____ Document

I haven’t done one of these Shaw Brothers movie reviews in a while and decided to write about my favorite Shaw Brothers movie of all time: The Five Shaolin Masters. While I had seen other Shaw Brothers pictures prior to this one, of them all, this movie made the most impact on me. I probably have seen this movie at least a hundred times and as a child I would re-enact certain scenes, believing I was one of the shaolin masters seeking revenge. Later as an adult, I could appreciate a lot more what this movie was about.
The Five Shaolin Masters has an ensemble cast where they mix two of Chang Cheh’s older favorites of Ti Lung and David Chiang with his newest, hottest pairing of Fu Sheng and Chi Kwan Chun. Along with these four, we have a very young Gordon Liu and a rare Meng Fei Shaw Brothers cameo (in fact, the only appearance that I know of). On the villains’ side, we have Wang Lung Wei, Chiang Tao, Leung Kar-Yan, Fung Hak-On and Tsai Hung. Liu Chia-Liang handled the kung fu direction while his brother Lau Kar-Wing also made a small cameo.

________
____ Dataset excerpts

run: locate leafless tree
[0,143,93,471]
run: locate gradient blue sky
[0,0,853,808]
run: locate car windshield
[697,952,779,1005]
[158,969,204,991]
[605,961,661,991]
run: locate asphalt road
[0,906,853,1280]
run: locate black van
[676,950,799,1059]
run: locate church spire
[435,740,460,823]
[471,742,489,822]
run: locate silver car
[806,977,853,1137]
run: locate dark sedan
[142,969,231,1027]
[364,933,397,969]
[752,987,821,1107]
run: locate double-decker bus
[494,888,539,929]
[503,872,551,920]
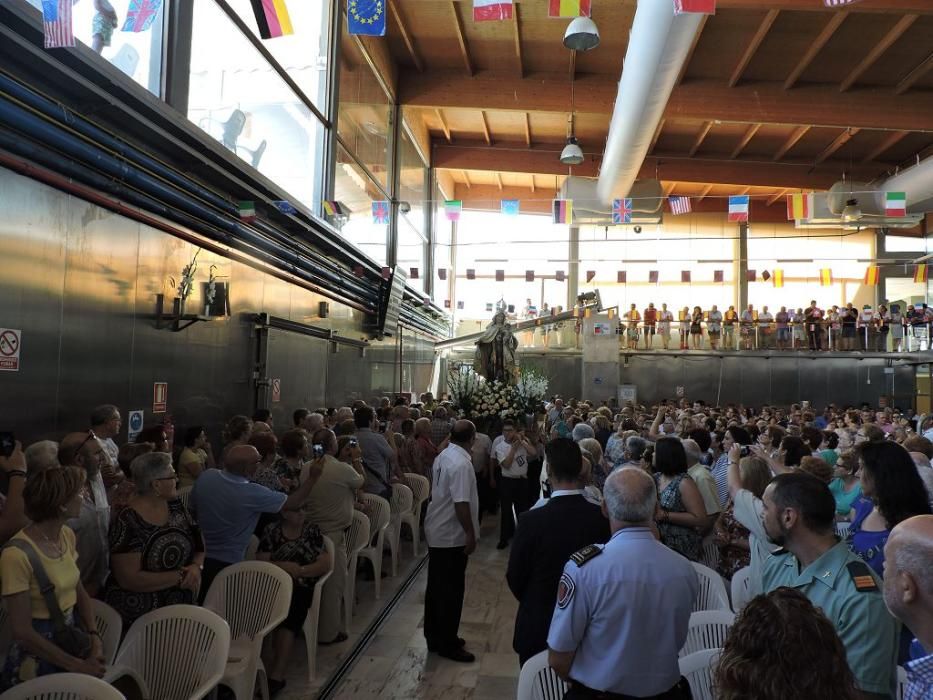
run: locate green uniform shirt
[761,542,900,696]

________

Exercise prompt:
Answer these questions using the movie review above.
1. How many times does the writer say they have probably seen The Five Shaolin Masters?
2. Who handled the kung fu direction?
3. Which actor makes a rare Shaw Brothers cameo in the film?

Completed exercise:
1. At least a hundred times.
2. Liu Chia-Liang.
3. Meng Fei.